A block of data:
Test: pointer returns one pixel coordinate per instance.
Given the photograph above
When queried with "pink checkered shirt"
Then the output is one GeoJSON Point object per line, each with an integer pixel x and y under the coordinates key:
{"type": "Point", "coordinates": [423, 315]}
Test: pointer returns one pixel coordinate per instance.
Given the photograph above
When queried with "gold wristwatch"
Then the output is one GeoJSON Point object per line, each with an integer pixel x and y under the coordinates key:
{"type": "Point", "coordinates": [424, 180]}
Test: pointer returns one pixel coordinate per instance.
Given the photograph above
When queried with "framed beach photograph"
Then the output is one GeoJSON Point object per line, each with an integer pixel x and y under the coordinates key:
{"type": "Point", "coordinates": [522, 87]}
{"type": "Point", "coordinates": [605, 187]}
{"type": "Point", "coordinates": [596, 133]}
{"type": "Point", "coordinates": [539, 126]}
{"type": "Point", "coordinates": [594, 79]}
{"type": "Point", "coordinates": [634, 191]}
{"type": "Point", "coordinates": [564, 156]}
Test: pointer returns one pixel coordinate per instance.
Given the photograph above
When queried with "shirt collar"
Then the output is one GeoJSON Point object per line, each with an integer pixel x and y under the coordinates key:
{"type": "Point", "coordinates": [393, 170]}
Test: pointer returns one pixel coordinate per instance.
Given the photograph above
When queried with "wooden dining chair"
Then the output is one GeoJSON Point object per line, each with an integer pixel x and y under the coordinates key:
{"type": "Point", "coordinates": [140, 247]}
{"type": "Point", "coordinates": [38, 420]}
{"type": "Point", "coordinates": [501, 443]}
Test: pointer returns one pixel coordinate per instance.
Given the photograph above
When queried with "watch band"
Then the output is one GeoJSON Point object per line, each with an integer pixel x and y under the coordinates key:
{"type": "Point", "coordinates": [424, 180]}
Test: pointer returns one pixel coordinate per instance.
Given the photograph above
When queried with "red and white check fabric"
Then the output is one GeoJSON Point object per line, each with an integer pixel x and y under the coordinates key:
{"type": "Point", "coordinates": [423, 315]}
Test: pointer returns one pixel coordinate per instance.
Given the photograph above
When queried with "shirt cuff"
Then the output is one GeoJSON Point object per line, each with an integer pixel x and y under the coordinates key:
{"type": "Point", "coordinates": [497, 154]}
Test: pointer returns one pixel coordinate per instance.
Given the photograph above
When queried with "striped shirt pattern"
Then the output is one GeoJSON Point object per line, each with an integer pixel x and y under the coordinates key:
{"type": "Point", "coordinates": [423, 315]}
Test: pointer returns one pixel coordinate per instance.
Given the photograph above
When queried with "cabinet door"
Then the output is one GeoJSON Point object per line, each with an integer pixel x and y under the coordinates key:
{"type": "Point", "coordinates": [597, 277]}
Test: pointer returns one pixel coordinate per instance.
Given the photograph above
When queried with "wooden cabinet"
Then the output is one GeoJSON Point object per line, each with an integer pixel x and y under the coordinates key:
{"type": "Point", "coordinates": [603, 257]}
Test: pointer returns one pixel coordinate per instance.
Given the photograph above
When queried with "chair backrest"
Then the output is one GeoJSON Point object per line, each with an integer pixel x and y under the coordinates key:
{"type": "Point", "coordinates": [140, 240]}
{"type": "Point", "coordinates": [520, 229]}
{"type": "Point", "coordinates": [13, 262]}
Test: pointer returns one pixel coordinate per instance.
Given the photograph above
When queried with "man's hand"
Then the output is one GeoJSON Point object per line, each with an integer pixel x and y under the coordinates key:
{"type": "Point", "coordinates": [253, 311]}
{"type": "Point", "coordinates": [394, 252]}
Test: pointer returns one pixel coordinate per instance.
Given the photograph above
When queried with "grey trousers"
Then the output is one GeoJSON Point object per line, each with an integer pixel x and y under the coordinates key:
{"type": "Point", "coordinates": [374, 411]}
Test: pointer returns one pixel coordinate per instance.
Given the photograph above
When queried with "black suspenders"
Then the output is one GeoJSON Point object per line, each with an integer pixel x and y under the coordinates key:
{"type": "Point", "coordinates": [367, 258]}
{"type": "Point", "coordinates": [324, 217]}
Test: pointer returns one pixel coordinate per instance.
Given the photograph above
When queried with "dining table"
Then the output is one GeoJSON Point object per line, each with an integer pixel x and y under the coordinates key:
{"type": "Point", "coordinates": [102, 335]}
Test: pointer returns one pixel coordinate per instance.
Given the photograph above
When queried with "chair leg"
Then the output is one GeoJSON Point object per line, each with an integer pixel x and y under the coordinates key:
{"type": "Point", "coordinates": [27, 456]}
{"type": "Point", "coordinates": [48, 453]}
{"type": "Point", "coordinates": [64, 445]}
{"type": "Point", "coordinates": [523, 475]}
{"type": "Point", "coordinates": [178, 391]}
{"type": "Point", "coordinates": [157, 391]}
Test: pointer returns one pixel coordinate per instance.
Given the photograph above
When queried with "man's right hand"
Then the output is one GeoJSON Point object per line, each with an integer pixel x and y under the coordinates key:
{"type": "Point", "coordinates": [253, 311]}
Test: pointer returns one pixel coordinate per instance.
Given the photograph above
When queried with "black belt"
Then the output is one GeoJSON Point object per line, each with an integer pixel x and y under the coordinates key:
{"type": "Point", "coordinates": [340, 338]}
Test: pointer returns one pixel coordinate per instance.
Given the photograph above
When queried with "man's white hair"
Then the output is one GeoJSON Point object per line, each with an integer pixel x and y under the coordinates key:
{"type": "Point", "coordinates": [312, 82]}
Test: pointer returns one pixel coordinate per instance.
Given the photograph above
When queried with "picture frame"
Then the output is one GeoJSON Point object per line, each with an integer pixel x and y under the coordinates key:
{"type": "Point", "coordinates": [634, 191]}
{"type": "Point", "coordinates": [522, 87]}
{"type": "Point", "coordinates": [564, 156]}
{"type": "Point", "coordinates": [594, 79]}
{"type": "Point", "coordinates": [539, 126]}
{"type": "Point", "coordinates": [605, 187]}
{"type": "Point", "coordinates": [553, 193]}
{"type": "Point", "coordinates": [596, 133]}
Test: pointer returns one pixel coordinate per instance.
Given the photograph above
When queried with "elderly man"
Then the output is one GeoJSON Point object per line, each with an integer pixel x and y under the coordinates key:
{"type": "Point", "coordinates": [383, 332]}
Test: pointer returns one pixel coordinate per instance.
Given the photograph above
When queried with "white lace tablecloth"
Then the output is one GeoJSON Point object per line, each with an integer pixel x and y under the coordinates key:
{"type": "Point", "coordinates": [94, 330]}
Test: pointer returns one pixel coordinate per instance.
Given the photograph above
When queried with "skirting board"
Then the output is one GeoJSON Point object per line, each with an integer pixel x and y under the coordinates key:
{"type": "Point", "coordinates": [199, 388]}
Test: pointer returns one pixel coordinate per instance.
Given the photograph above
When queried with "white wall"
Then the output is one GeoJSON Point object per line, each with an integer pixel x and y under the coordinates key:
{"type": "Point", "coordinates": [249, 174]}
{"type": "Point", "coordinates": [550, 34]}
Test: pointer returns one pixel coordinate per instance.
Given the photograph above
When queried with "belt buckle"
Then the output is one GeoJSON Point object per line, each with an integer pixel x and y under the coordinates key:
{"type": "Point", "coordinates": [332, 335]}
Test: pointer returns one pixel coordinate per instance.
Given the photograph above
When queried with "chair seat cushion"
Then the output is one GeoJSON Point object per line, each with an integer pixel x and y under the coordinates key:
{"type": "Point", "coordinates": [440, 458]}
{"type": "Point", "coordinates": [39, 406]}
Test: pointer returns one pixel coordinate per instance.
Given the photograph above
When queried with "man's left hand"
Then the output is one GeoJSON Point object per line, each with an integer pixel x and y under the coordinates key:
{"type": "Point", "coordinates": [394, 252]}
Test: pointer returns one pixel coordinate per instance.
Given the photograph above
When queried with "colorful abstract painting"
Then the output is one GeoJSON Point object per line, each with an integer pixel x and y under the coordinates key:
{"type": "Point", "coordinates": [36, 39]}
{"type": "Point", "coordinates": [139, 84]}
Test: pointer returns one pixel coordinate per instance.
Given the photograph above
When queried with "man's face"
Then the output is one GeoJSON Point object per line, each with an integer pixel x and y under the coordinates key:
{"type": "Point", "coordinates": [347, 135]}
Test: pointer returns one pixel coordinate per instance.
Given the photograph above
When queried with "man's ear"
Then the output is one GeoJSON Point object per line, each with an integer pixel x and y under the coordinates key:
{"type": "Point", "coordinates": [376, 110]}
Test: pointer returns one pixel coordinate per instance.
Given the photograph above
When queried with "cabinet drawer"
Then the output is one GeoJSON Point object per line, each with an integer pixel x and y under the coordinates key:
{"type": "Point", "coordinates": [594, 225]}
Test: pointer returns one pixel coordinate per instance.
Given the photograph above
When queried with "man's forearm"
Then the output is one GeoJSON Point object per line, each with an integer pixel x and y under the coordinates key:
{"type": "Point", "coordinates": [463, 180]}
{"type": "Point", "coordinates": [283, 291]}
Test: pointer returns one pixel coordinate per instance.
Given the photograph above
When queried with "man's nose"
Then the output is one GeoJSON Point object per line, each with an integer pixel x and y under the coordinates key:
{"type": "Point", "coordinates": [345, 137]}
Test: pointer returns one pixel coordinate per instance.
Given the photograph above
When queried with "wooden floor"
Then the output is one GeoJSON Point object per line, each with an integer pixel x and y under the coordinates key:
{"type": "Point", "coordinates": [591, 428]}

Stated goal: Pull out every line of the listing above that contains the string "chair". Case counts.

Solution for this problem:
When queried with "wooden dining chair"
When queried with "chair backrest"
When queried with "chair leg"
When queried with "chair seat cushion"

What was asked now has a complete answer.